**EXERCISE DIRECTIONS:** "One marker serves each instance of the ceiling fan light" appears in one line of the listing below; retype that line and every later line exactly, stopping at the end, and nothing else.

.....

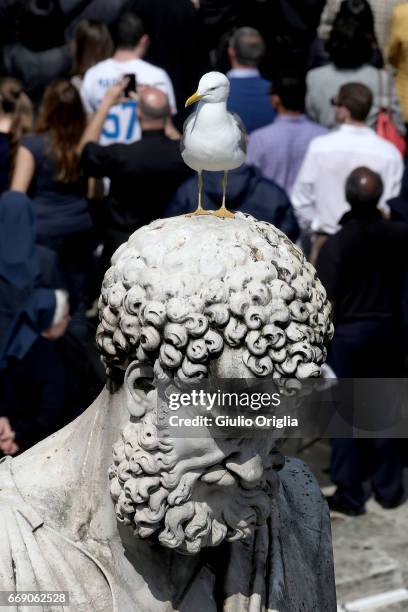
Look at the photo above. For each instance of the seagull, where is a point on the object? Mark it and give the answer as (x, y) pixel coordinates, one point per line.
(213, 138)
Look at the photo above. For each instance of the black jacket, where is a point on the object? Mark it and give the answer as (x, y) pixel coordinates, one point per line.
(247, 191)
(363, 267)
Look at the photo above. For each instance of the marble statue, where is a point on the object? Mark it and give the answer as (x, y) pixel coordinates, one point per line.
(128, 518)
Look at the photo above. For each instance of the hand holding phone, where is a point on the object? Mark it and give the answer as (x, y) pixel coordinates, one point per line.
(131, 85)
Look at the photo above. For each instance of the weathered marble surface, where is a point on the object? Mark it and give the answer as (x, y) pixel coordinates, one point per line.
(187, 297)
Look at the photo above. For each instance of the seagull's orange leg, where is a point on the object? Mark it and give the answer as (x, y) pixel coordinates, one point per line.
(222, 211)
(200, 210)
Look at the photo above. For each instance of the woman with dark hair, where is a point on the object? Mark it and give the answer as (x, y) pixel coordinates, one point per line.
(34, 313)
(47, 169)
(92, 44)
(350, 46)
(16, 119)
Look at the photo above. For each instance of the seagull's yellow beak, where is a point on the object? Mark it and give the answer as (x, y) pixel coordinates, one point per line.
(194, 98)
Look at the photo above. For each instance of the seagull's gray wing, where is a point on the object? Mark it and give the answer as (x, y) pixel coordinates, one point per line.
(241, 127)
(185, 125)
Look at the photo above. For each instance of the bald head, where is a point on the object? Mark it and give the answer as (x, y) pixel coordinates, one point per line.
(364, 188)
(153, 106)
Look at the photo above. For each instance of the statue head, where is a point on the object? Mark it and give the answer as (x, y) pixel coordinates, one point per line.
(194, 298)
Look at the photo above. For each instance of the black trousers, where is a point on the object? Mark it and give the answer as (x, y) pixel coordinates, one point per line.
(367, 349)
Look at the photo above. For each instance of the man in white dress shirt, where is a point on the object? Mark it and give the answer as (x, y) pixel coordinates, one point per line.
(131, 42)
(318, 195)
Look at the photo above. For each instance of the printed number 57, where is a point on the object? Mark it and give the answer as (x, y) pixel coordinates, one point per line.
(112, 127)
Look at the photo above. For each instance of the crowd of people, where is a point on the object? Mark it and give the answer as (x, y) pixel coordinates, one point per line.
(91, 112)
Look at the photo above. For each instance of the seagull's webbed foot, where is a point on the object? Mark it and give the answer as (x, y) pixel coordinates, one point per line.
(223, 213)
(200, 211)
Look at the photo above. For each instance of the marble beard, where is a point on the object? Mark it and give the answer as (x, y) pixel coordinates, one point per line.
(185, 299)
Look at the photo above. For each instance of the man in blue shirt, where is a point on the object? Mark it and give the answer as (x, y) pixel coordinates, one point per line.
(249, 93)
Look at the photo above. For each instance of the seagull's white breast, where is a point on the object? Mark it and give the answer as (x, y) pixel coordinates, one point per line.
(212, 139)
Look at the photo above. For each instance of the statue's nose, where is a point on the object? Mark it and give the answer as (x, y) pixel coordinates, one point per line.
(248, 469)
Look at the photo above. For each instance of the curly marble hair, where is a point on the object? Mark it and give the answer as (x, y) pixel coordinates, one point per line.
(182, 288)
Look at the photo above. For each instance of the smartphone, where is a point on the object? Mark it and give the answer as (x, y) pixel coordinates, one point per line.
(131, 86)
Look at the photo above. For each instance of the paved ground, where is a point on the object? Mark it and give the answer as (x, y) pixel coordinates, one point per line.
(370, 551)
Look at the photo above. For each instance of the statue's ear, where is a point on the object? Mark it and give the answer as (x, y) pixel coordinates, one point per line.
(138, 380)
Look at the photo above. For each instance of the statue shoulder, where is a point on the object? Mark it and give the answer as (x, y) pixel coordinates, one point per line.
(34, 556)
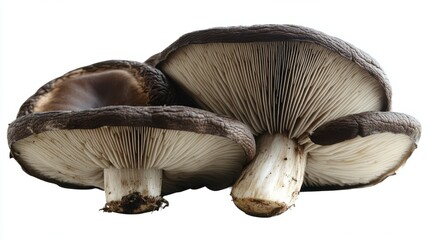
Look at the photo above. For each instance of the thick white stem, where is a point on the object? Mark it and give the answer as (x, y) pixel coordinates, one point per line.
(133, 190)
(272, 181)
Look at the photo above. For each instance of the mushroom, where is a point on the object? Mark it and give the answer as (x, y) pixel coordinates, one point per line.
(137, 154)
(359, 150)
(113, 82)
(284, 82)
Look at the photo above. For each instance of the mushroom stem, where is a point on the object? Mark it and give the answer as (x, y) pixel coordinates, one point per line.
(272, 181)
(133, 190)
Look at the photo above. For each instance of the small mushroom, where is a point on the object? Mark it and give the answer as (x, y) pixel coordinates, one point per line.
(136, 154)
(284, 82)
(107, 83)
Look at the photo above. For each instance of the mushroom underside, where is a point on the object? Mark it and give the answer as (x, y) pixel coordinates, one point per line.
(80, 156)
(288, 87)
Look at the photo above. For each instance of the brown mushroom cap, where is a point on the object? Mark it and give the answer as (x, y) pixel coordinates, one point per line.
(359, 150)
(194, 148)
(113, 82)
(275, 78)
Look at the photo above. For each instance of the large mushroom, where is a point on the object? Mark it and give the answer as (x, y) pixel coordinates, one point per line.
(72, 132)
(284, 82)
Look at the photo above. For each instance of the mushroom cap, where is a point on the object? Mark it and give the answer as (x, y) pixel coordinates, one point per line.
(113, 82)
(275, 78)
(359, 150)
(194, 148)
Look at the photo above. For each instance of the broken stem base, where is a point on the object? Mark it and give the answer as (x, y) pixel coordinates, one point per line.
(271, 183)
(133, 191)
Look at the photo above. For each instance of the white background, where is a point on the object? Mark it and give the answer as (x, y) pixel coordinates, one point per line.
(41, 40)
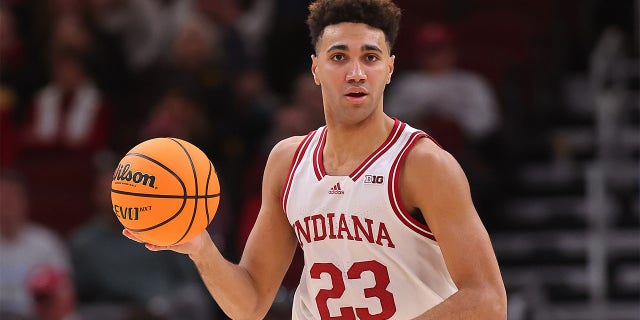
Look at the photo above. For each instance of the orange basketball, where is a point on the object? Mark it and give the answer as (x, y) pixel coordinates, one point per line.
(165, 191)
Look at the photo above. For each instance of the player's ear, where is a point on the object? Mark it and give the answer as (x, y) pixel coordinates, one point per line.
(314, 66)
(392, 60)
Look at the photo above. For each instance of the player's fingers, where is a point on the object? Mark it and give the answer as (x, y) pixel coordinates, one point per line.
(153, 247)
(131, 236)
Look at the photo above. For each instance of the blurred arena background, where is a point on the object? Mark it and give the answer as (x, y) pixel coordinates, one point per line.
(538, 99)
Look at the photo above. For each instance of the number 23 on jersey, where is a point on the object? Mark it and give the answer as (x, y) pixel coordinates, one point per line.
(379, 290)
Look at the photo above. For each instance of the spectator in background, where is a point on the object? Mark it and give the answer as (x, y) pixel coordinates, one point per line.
(457, 107)
(110, 271)
(138, 24)
(24, 247)
(52, 290)
(67, 123)
(70, 111)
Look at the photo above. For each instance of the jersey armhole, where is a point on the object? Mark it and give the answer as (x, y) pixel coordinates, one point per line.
(394, 190)
(295, 161)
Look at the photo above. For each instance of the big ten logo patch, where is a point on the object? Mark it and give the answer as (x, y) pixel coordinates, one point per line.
(371, 179)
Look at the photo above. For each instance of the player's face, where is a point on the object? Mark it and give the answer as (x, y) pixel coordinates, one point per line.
(353, 65)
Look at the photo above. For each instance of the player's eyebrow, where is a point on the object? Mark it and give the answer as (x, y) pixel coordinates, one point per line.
(370, 47)
(366, 47)
(342, 47)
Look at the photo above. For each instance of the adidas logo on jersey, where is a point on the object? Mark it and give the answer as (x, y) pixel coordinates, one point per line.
(336, 189)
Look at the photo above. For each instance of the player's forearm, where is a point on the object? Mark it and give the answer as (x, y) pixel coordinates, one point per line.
(230, 285)
(470, 304)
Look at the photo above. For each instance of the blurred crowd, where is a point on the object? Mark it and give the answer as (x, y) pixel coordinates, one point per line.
(83, 81)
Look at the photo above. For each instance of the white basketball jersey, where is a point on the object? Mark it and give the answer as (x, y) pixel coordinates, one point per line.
(365, 256)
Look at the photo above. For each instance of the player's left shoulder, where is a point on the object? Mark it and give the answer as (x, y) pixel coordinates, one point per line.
(428, 159)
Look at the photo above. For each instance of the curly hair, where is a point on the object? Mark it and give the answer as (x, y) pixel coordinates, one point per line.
(381, 14)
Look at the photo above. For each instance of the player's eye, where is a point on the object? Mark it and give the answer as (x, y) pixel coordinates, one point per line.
(338, 57)
(371, 58)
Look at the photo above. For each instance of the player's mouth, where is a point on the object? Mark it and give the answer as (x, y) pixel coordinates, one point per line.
(356, 95)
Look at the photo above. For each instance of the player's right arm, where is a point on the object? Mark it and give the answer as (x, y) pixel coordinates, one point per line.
(246, 290)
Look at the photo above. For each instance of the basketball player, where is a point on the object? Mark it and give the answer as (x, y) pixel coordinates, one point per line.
(383, 214)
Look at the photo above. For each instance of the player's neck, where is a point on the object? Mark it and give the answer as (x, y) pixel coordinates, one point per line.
(348, 146)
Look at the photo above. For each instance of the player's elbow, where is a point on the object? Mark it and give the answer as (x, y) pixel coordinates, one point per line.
(496, 303)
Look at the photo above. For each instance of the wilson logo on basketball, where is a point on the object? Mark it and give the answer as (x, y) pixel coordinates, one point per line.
(124, 173)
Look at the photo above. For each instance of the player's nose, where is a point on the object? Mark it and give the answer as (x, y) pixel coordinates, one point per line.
(356, 73)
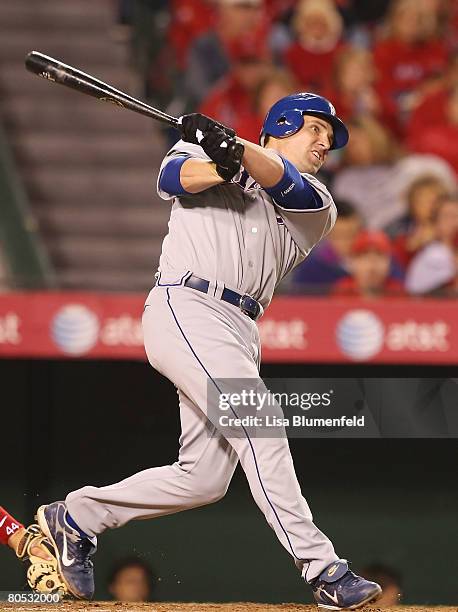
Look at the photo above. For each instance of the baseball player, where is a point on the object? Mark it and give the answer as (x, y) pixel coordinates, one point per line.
(30, 544)
(243, 216)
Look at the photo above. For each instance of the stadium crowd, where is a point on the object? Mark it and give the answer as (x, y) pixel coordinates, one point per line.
(391, 70)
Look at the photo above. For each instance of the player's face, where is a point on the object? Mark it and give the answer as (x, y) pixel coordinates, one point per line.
(308, 148)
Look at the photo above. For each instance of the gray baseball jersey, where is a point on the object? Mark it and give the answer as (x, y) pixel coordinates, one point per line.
(232, 235)
(235, 233)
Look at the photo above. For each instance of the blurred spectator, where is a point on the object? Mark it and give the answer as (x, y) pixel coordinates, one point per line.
(362, 12)
(318, 28)
(369, 265)
(411, 57)
(434, 270)
(431, 110)
(131, 579)
(276, 84)
(390, 581)
(329, 260)
(376, 177)
(440, 138)
(189, 19)
(416, 229)
(352, 88)
(231, 101)
(210, 53)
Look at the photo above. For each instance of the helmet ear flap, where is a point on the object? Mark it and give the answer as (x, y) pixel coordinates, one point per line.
(288, 123)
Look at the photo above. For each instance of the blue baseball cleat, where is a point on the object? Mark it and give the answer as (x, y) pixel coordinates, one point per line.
(337, 588)
(72, 551)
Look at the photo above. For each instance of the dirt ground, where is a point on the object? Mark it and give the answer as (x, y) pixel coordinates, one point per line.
(73, 606)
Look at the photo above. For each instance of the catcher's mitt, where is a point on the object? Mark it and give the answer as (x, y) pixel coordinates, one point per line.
(43, 574)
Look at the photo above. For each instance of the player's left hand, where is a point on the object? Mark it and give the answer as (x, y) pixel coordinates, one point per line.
(224, 150)
(195, 125)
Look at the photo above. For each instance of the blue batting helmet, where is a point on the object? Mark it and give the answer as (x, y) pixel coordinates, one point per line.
(285, 118)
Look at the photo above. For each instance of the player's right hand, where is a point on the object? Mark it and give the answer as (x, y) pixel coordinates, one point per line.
(195, 126)
(225, 151)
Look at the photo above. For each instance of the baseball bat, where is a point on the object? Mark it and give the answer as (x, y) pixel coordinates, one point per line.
(58, 72)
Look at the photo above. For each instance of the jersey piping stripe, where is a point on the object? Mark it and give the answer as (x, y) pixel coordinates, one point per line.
(244, 429)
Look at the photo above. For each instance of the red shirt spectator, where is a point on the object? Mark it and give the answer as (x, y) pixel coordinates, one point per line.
(403, 66)
(439, 133)
(232, 100)
(410, 57)
(318, 28)
(349, 286)
(370, 268)
(189, 19)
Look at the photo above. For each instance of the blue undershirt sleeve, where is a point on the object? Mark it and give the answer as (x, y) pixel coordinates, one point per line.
(169, 181)
(293, 191)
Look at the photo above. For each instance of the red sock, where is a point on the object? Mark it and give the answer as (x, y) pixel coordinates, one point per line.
(8, 526)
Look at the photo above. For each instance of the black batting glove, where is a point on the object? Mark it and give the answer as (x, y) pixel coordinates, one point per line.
(194, 126)
(224, 150)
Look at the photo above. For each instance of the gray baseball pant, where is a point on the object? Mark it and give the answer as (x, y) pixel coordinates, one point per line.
(191, 337)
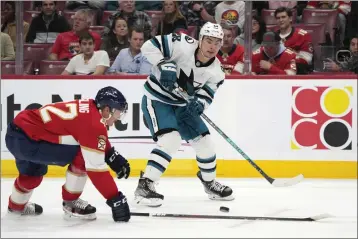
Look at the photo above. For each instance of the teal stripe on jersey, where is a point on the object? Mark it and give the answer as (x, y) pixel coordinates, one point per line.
(155, 43)
(160, 96)
(153, 79)
(209, 91)
(165, 43)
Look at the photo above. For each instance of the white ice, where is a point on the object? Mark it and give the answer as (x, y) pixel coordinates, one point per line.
(254, 197)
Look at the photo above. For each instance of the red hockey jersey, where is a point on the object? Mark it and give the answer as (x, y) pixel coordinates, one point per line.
(75, 122)
(282, 64)
(300, 42)
(232, 61)
(343, 7)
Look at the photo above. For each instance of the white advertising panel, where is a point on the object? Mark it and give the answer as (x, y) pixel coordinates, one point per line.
(268, 119)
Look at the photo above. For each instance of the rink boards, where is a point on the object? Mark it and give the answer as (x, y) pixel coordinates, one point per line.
(288, 126)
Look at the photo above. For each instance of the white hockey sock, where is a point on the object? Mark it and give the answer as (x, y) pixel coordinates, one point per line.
(207, 167)
(157, 164)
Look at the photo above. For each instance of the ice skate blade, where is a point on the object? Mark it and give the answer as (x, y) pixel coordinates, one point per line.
(217, 198)
(15, 214)
(73, 216)
(150, 202)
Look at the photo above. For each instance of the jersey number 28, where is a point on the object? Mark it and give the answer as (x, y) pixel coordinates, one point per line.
(65, 115)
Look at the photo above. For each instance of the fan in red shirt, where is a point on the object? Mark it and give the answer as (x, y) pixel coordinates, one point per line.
(230, 55)
(74, 133)
(273, 57)
(67, 44)
(295, 39)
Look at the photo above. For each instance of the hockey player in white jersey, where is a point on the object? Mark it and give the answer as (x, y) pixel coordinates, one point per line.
(179, 60)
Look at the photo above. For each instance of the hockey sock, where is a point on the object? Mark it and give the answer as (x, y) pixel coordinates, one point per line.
(207, 167)
(22, 191)
(157, 164)
(74, 185)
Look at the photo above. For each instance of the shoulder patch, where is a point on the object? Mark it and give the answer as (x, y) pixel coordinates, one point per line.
(101, 142)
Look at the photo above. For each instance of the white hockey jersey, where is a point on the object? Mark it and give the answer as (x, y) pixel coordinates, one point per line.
(201, 80)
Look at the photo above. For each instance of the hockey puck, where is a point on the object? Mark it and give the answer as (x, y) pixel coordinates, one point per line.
(224, 209)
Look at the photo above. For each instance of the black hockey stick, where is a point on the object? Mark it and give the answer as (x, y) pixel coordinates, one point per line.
(274, 182)
(193, 216)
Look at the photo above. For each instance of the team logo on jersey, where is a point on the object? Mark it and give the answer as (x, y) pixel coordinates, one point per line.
(230, 16)
(187, 83)
(101, 142)
(321, 118)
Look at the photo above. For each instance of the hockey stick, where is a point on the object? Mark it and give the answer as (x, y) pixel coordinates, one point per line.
(274, 182)
(193, 216)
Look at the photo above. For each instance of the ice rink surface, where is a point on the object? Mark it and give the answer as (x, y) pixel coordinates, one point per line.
(254, 197)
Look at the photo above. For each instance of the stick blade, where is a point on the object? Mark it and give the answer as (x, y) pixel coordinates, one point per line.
(321, 216)
(287, 182)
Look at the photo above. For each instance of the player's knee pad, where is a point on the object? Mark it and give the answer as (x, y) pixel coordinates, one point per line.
(203, 147)
(75, 183)
(22, 190)
(28, 183)
(205, 157)
(161, 156)
(169, 142)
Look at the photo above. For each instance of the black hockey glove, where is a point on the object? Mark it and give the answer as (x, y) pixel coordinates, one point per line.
(120, 208)
(117, 163)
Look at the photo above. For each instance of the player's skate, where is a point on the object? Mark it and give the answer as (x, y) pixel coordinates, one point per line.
(31, 209)
(79, 209)
(215, 190)
(145, 194)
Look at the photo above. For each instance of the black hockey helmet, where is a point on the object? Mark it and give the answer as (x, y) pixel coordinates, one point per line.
(111, 97)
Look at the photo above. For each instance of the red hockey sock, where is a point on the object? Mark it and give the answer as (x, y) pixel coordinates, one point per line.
(75, 182)
(22, 190)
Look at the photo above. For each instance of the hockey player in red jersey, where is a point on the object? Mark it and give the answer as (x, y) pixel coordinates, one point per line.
(273, 57)
(295, 39)
(230, 55)
(73, 133)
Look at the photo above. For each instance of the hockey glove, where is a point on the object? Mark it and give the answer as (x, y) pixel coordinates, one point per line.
(168, 76)
(120, 208)
(117, 163)
(195, 106)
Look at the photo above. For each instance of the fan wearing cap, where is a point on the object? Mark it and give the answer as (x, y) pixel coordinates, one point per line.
(273, 57)
(70, 133)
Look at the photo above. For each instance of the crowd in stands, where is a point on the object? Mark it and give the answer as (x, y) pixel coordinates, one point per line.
(105, 37)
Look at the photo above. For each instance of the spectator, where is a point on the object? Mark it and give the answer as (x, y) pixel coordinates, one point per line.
(89, 61)
(343, 7)
(352, 23)
(117, 38)
(350, 63)
(45, 27)
(77, 5)
(9, 25)
(133, 18)
(231, 12)
(230, 55)
(296, 39)
(131, 60)
(277, 4)
(273, 57)
(148, 5)
(197, 12)
(67, 43)
(96, 6)
(172, 20)
(258, 30)
(7, 47)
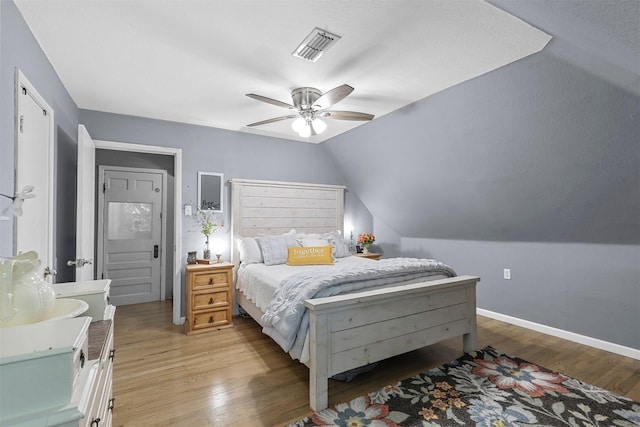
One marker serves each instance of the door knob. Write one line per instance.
(79, 262)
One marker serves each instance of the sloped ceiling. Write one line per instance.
(546, 149)
(193, 61)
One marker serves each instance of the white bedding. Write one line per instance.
(260, 283)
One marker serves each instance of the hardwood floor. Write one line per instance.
(240, 377)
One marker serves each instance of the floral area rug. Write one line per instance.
(483, 388)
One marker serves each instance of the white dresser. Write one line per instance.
(60, 372)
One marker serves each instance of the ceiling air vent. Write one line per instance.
(316, 43)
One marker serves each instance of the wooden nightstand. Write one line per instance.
(208, 297)
(370, 255)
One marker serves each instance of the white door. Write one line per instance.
(130, 233)
(85, 207)
(34, 166)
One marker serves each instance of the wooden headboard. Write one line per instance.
(272, 207)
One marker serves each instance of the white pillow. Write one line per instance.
(275, 248)
(340, 246)
(250, 252)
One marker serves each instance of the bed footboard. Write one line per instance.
(349, 331)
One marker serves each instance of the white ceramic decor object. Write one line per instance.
(25, 297)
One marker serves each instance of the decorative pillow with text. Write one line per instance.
(309, 255)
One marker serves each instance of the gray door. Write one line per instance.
(130, 233)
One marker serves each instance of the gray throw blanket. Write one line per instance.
(286, 319)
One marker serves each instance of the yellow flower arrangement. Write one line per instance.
(366, 239)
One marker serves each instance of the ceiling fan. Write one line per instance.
(310, 105)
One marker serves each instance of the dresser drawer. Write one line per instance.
(209, 300)
(211, 319)
(206, 280)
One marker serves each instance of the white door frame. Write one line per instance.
(23, 82)
(178, 319)
(102, 170)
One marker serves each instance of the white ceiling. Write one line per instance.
(193, 61)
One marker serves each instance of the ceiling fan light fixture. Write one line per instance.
(318, 126)
(299, 124)
(315, 44)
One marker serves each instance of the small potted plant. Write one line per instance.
(207, 226)
(365, 240)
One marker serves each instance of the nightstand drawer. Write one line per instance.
(208, 279)
(211, 319)
(208, 297)
(208, 300)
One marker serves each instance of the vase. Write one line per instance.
(25, 297)
(206, 253)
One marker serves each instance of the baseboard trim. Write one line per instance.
(560, 333)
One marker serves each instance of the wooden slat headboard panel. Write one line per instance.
(273, 207)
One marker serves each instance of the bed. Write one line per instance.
(366, 325)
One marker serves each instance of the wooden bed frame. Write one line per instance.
(349, 331)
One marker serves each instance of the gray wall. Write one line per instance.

.....

**RESPONSE TO THE TASK:**
One marker serves each instance of the ceiling fan light fixture. Write one line per instance.
(318, 126)
(299, 124)
(315, 44)
One marker serves each instance of the small potted plant. Write one line per instance.
(207, 226)
(365, 240)
One marker serves each instance of the nightstand drawer. Write one line per instance.
(208, 279)
(211, 319)
(208, 297)
(208, 300)
One marker serves each instance of the vase. Write one line per instance.
(25, 297)
(206, 253)
One marker serves each instance of the baseboard trim. Write one line per instance.
(560, 333)
One marker serves each instance of the wooden slat headboard panel. Write one line per instance.
(273, 207)
One marker serves each instance of the bed. Write one line per instance.
(366, 325)
One marker serves each instance of the wooden bed frame. Write one line per instance.
(349, 331)
One marker serves each instance of the gray wall. Write one line per instance.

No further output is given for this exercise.